begin DATA SHOWN

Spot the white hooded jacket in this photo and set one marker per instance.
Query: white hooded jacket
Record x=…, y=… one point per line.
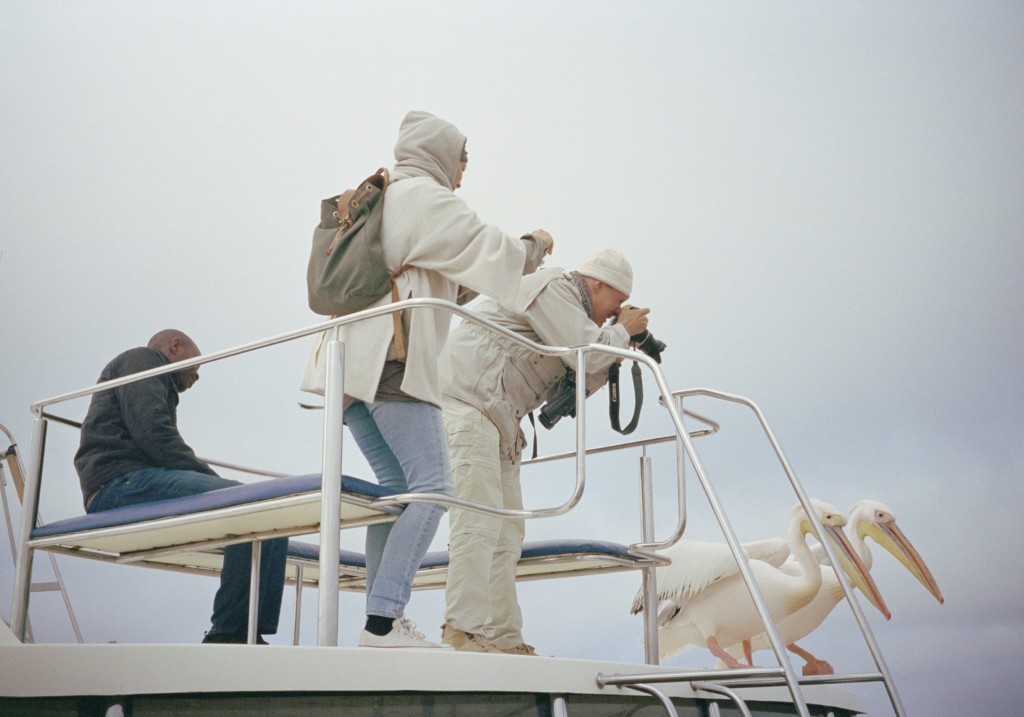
x=445, y=246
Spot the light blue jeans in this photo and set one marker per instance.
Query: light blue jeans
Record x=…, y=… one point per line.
x=230, y=605
x=404, y=445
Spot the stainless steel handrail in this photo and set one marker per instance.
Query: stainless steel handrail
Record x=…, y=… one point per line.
x=332, y=458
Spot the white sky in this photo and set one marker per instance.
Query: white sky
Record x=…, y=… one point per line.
x=822, y=204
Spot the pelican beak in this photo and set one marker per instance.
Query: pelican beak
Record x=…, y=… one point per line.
x=854, y=568
x=892, y=539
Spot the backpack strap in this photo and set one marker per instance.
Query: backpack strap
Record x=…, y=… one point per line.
x=399, y=334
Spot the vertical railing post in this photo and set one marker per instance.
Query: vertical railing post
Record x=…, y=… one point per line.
x=254, y=592
x=327, y=618
x=297, y=627
x=649, y=574
x=30, y=513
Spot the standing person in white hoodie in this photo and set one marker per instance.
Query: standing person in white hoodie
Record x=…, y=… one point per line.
x=489, y=383
x=392, y=407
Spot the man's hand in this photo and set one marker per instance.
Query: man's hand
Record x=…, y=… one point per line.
x=633, y=320
x=549, y=243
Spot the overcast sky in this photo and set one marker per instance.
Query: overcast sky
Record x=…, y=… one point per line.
x=823, y=204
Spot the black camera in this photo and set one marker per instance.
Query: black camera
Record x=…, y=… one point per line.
x=562, y=405
x=648, y=344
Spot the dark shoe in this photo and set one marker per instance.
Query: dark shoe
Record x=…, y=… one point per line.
x=231, y=638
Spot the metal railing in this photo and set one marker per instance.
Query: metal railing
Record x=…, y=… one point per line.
x=331, y=488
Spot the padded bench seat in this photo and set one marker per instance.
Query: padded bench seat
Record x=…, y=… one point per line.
x=540, y=559
x=290, y=506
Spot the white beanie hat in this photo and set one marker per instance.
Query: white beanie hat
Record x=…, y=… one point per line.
x=611, y=267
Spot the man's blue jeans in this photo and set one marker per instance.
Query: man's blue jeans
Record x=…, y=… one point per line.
x=404, y=445
x=230, y=605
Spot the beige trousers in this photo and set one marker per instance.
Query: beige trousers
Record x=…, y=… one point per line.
x=480, y=596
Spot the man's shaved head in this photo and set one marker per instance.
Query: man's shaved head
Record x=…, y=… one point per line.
x=177, y=346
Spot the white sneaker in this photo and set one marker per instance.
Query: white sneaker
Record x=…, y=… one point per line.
x=403, y=634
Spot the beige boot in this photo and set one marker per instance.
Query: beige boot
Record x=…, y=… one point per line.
x=466, y=641
x=521, y=648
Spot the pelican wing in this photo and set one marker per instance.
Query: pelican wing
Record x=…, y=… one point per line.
x=695, y=564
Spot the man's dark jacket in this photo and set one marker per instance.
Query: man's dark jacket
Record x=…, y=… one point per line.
x=133, y=426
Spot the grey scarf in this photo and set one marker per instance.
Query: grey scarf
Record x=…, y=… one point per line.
x=581, y=285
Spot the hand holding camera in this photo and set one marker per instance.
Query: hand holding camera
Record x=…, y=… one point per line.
x=634, y=320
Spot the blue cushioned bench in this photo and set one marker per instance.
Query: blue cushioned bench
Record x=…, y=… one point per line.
x=184, y=533
x=541, y=559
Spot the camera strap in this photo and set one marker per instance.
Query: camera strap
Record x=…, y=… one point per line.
x=613, y=397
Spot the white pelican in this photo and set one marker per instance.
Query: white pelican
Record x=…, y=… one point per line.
x=867, y=519
x=706, y=601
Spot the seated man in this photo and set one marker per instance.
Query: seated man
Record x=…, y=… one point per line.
x=489, y=383
x=131, y=452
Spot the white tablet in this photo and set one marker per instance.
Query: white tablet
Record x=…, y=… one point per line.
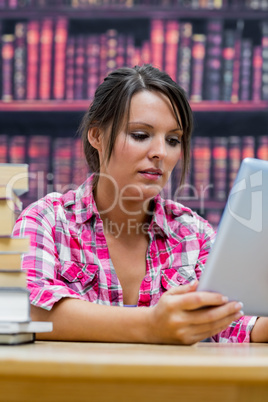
x=237, y=265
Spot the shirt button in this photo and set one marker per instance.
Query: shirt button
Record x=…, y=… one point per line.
x=80, y=275
x=148, y=279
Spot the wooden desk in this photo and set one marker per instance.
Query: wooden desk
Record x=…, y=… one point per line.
x=100, y=372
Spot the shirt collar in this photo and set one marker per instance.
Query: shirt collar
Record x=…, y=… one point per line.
x=83, y=205
x=81, y=201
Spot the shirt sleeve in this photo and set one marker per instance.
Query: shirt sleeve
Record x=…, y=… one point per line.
x=42, y=262
x=238, y=331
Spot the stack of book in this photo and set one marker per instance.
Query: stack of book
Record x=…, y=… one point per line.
x=16, y=326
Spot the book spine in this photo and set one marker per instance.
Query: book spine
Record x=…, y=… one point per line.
x=262, y=147
x=79, y=67
x=103, y=57
x=130, y=51
x=213, y=60
x=60, y=42
x=3, y=148
x=62, y=164
x=92, y=64
x=234, y=159
x=112, y=45
x=46, y=44
x=7, y=66
x=157, y=37
x=171, y=48
x=33, y=33
x=219, y=167
x=121, y=51
x=17, y=149
x=197, y=72
x=146, y=56
x=257, y=74
x=202, y=167
x=264, y=27
x=227, y=64
x=185, y=56
x=235, y=96
x=38, y=159
x=20, y=61
x=248, y=147
x=246, y=70
x=70, y=49
x=80, y=168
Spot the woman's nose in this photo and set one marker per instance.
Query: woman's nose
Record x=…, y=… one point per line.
x=158, y=148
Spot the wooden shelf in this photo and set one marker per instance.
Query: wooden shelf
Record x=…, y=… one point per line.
x=82, y=106
x=121, y=11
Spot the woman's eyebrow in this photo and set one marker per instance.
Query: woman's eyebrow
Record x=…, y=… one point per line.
x=140, y=123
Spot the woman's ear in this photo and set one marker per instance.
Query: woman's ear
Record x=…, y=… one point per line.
x=95, y=138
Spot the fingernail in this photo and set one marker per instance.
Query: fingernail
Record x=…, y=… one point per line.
x=193, y=282
x=239, y=305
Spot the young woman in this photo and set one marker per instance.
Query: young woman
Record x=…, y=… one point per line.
x=114, y=243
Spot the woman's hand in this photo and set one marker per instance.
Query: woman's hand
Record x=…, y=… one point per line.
x=184, y=316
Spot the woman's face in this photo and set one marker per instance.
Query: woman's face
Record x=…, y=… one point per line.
x=145, y=153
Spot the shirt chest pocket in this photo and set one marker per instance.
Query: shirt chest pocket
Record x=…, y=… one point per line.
x=176, y=276
x=76, y=273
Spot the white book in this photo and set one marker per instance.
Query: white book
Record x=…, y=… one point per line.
x=25, y=327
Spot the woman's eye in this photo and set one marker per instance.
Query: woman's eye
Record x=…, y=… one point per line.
x=173, y=141
x=139, y=136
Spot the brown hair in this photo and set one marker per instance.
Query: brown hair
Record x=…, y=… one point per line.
x=111, y=105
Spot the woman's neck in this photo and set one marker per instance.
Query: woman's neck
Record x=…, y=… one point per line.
x=121, y=216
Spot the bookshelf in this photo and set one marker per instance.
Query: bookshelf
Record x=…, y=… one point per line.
x=54, y=115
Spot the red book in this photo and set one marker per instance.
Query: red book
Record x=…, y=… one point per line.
x=33, y=35
x=235, y=96
x=171, y=48
x=246, y=70
x=197, y=71
x=38, y=159
x=264, y=29
x=228, y=53
x=234, y=159
x=17, y=149
x=20, y=61
x=146, y=56
x=185, y=56
x=121, y=51
x=112, y=46
x=79, y=67
x=60, y=42
x=248, y=147
x=62, y=164
x=262, y=147
x=3, y=148
x=202, y=166
x=219, y=167
x=80, y=168
x=103, y=57
x=92, y=64
x=212, y=77
x=157, y=43
x=46, y=49
x=7, y=66
x=257, y=74
x=130, y=51
x=69, y=90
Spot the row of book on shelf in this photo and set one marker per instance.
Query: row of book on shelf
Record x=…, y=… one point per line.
x=41, y=60
x=194, y=4
x=16, y=326
x=58, y=164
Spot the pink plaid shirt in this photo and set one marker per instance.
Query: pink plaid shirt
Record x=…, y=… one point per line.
x=69, y=256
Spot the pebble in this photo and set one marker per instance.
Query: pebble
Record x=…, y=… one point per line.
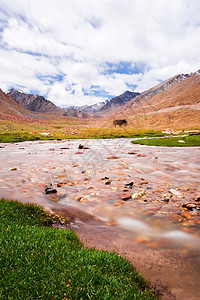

end DATA SHOWN

Reproduce every line starting with the line that contains "Spot the seated" and going on through the line that contains "x=81, y=201", increasing each x and y coordinate in the answers by 127 and keeping all other lines unchanged. Leave the pictures out of your answer.

Spot the seated man in this photo and set one marker per instance.
Query: seated man
Record x=…, y=… one point per line.
x=616, y=510
x=258, y=579
Spot the white tablet in this photo and set one marker per instance.
Query: white tablet
Record x=…, y=… one point per line.
x=364, y=392
Spot the shirt button in this photo and set one marker per instance.
Query: shirt button
Record x=…, y=… one point per line.
x=207, y=402
x=275, y=406
Spot the wooden desk in this photo and set one marker per instance.
Query: wooden desk
Record x=…, y=… one point per line.
x=227, y=499
Spot the shirt collar in this photo and set one marker per instance.
Query: shirt collar
Record x=…, y=… one point per line.
x=210, y=332
x=208, y=328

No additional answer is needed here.